Omit all pictures, then print the entries exactly.

=-=-=

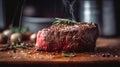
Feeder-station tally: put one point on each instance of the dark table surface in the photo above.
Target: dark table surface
(30, 57)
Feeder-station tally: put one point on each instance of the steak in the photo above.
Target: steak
(64, 37)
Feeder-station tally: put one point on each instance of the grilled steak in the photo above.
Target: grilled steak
(73, 37)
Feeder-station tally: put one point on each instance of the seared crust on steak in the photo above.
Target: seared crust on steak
(73, 37)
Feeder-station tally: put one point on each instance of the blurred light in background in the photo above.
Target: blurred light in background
(87, 11)
(109, 23)
(1, 15)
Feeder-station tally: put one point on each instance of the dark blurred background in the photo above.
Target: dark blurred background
(105, 13)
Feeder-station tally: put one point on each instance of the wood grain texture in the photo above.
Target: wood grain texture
(103, 45)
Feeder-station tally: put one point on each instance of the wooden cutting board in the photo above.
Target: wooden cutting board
(103, 46)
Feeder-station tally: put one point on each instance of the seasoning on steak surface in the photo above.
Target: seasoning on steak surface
(68, 37)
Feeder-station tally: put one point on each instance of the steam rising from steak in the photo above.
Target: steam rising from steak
(73, 37)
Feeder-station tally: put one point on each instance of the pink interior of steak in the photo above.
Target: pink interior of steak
(76, 37)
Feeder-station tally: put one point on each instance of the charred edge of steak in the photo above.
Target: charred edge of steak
(75, 37)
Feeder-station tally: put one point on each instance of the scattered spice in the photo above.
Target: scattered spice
(67, 54)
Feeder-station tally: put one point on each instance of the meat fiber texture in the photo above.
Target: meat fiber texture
(64, 37)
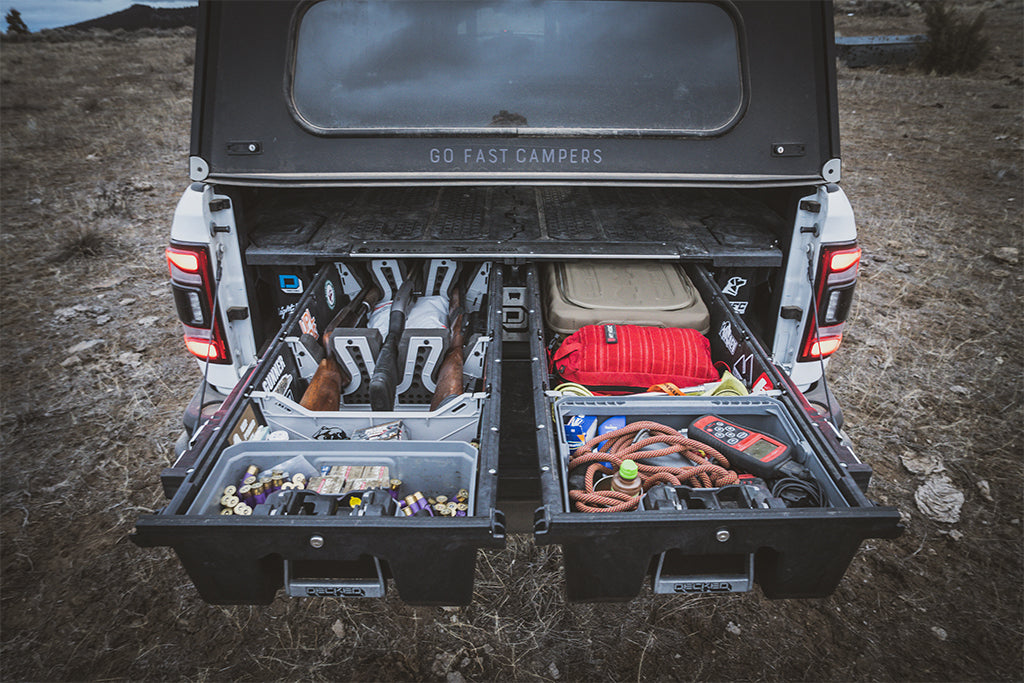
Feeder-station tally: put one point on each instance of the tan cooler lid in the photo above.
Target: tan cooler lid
(626, 286)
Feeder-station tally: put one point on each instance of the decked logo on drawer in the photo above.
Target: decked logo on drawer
(335, 592)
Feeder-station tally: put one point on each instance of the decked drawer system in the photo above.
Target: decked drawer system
(706, 545)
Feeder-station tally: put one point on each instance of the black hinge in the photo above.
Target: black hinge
(787, 150)
(245, 147)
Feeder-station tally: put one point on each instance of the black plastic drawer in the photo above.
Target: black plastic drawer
(248, 559)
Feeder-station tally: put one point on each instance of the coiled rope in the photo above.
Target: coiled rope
(711, 468)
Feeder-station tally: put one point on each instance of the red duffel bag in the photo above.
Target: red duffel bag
(630, 358)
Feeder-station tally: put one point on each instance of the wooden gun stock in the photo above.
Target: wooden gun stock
(450, 376)
(324, 392)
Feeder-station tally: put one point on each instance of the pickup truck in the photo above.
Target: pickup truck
(354, 163)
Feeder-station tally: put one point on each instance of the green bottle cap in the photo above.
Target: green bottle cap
(628, 470)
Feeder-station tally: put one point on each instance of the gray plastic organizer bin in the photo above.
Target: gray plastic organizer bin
(433, 468)
(763, 414)
(458, 420)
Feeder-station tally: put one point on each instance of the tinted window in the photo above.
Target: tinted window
(542, 65)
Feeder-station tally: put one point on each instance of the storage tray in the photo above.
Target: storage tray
(458, 420)
(426, 466)
(763, 414)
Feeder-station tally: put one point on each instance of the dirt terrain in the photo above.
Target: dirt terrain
(94, 154)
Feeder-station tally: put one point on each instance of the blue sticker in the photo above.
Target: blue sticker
(290, 284)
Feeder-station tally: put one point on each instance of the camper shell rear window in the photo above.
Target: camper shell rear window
(549, 67)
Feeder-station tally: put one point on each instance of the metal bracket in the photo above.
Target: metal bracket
(198, 169)
(833, 170)
(473, 366)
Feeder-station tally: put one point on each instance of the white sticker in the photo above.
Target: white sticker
(276, 370)
(733, 286)
(743, 368)
(725, 334)
(307, 324)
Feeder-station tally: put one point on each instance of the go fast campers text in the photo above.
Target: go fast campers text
(510, 156)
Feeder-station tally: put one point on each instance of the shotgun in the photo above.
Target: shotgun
(385, 377)
(324, 392)
(450, 377)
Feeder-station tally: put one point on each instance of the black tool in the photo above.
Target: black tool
(385, 377)
(747, 450)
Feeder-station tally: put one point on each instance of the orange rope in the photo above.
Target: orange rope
(710, 469)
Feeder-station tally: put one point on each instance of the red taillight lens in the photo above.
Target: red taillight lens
(841, 260)
(821, 347)
(182, 260)
(206, 349)
(834, 295)
(192, 281)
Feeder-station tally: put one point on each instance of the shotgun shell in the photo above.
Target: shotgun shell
(422, 502)
(259, 496)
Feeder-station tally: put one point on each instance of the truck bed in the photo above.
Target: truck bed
(690, 224)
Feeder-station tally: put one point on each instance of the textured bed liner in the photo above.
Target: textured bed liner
(691, 224)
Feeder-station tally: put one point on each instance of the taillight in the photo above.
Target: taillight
(834, 293)
(192, 282)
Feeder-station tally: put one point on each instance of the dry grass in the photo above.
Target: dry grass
(94, 134)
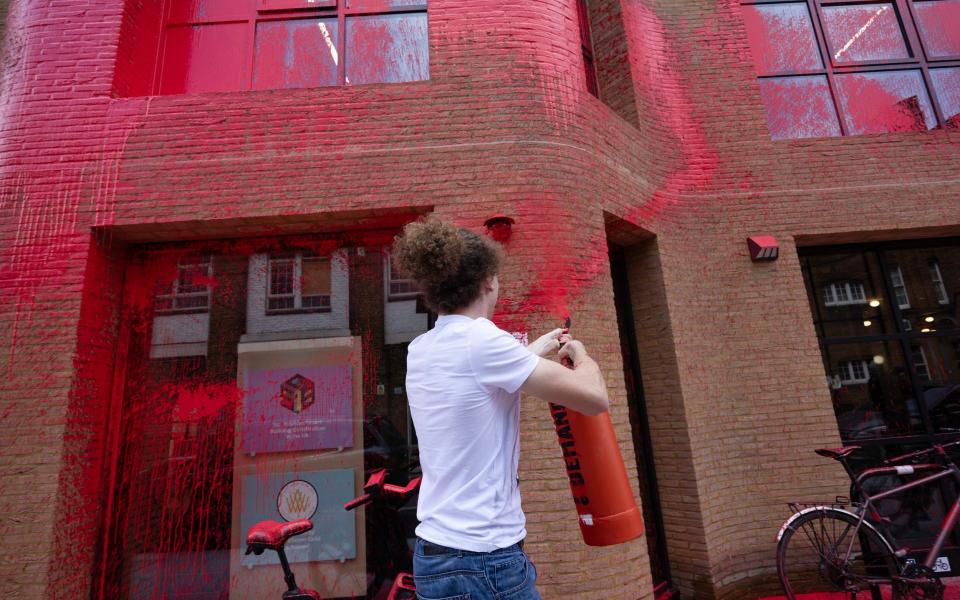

=-=-=

→ **The answer**:
Feeder-station tally: put one point on each instance of the dark table surface in the photo above.
Target: dark table surface
(30, 57)
Feeder-station tally: put one point on each instance of the steak in the photo above.
Target: steak
(64, 37)
Feeder-station tally: put one point on each instance of the grilled steak in the photo above.
Target: grilled steak
(73, 37)
Feeder-station tally: put one point on each instance of the seared crust on steak in the photo above.
Target: seared crust on steak
(73, 37)
Feeder-station tally: put one point on each instance of the blurred light in background in the photo above.
Target: blurred light in background
(87, 11)
(109, 23)
(1, 15)
Feeder-station tally: put one point on each instance of the dark blurred background in the photo above.
Target: dark blurred background
(105, 13)
Feeder-station tally: put one point on each instance of the wood grain texture in the photo above.
Target: wood grain texture
(103, 45)
Feeder-station tally: put one point on each instance of the wooden cutting board in the photo above.
Target: wooden cutting board
(103, 46)
Feeder-station tally: put one point on each instance of the seasoning on steak surface in the photo above.
Target: seasoning on steak surface
(68, 37)
Feeder-station tally: put one point on each instance of the steam rising from steak in the photo above.
Target: steam rising from steak
(73, 37)
Feeder-station tally: put one point on each instance of the pink interior of steak in the photo above.
Target: pink interior of steak
(76, 37)
Feeder-station tally: put one point on each instance of the charred edge of steak in the photo above.
Target: charred edge of steak
(75, 37)
Feeder-station tally: put one point on each instance of the scattered spice in the photo above.
Target: scattered spice
(67, 54)
Feeder-station tally: put one point on each instance of the meat fiber texture in the photo above.
Target: meat fiber texture
(64, 37)
Feeder-station tally: put one point on each instance of the tan cooler lid in the photo above.
Target: tan cooler lid
(626, 286)
Feeder-station tally: put one point on each instance of the decked logo on drawer in the photo above.
Target: decked logo on drawer
(335, 592)
Feeder-station tally: put one point on each instance of the decked drawer system in the photo above.
Target: decked drawer system
(706, 545)
Feeder-station tally: put one point on each instance of the black hinge in the photo above.
Target: black hinge
(787, 150)
(245, 147)
Feeder-station tally: put one point on each instance of the black plastic drawer in the photo above.
Target: black plastic drawer
(248, 559)
Feeder-station tally: put one point on each instance of the coiled rope in the photo above.
Target: coiled rope
(711, 468)
Feeder-station tally: put one point on each instance of the red duffel bag in the photo above.
Target: red duffel bag
(630, 358)
Feeder-station tally: put one point on each instance of the wooden gun stock in the photo above.
Target: wooden gun stock
(450, 376)
(324, 392)
Feeder-station tally: put one point on each instance of the pickup truck in the photo above.
Target: pickup truck
(354, 163)
Feeder-station tally: put one point on each instance of the green bottle cap in the photo above.
Target: green bottle cap
(628, 470)
Feeder-station tally: put one point on each instance of the gray plastic organizer bin in the photo above.
Target: gray plastic organizer bin
(433, 468)
(763, 414)
(458, 420)
Feeder-station tally: put one point on each instance of the tinted window in the photo above.
Target: tinted window
(542, 65)
Feeder-station tally: put one point on each instance of the storage tray in the photo above.
Target: storage tray
(458, 420)
(426, 466)
(763, 414)
Feeder-station tally: put one point on each instance of the dirt terrain in the photo above.
Target: dirt terrain
(94, 154)
Feeder-station tally: put one point on each instance of the blue sticker in the photo above.
Target: blue sticker
(290, 284)
Feeder-station tally: put one point on each instance of the camper shell rear window in the photo above.
Target: camper shell rear window
(549, 67)
Feeder-station tally: put one point on each instance of the metal bracket in the photo above.
Target: metal bracket
(198, 169)
(833, 170)
(473, 366)
Feeder-station tally: put one point on each instance of the white sticker in the photo above.
Target: white sticker
(276, 370)
(733, 286)
(743, 368)
(725, 334)
(307, 324)
Feeder-station tally: put one point on each instance of the go fast campers text in the photo above.
Target: go fast campers text
(510, 156)
Feeder-station tally: put one point on each instance of the shotgun in the photo above.
Target: shotgun
(385, 377)
(324, 392)
(450, 377)
Feeder-station tally: put one point on each instance of the black tool in the photo above.
Target: black tool
(385, 377)
(747, 450)
Feeder-station tally: put one point on each instance of the orange rope in the photo above.
Target: orange rope
(710, 469)
Feeder-station tally: put one point on each instance of the red taillight lens in the photo above.
Target: red taillight lens
(841, 260)
(821, 347)
(182, 260)
(206, 349)
(834, 295)
(192, 281)
Feeder-station tally: put one point on each instance of the shotgun shell in the photo above.
Target: shotgun shell
(422, 502)
(259, 496)
Feeder-station tally: put one point on each instance of the truck bed in the photo above.
Target: truck bed
(690, 224)
Feeder-station tally: put one point on each instance of the textured bed liner in the photo above.
Target: textured bed liner
(691, 224)
Feeder-station tally: put one point on each instance of the taillight in the photo above.
Target: taillight
(834, 293)
(192, 282)
Feeder-station tally: put one point on each instance of the dry grass in the photo above.
Target: dry grass
(94, 134)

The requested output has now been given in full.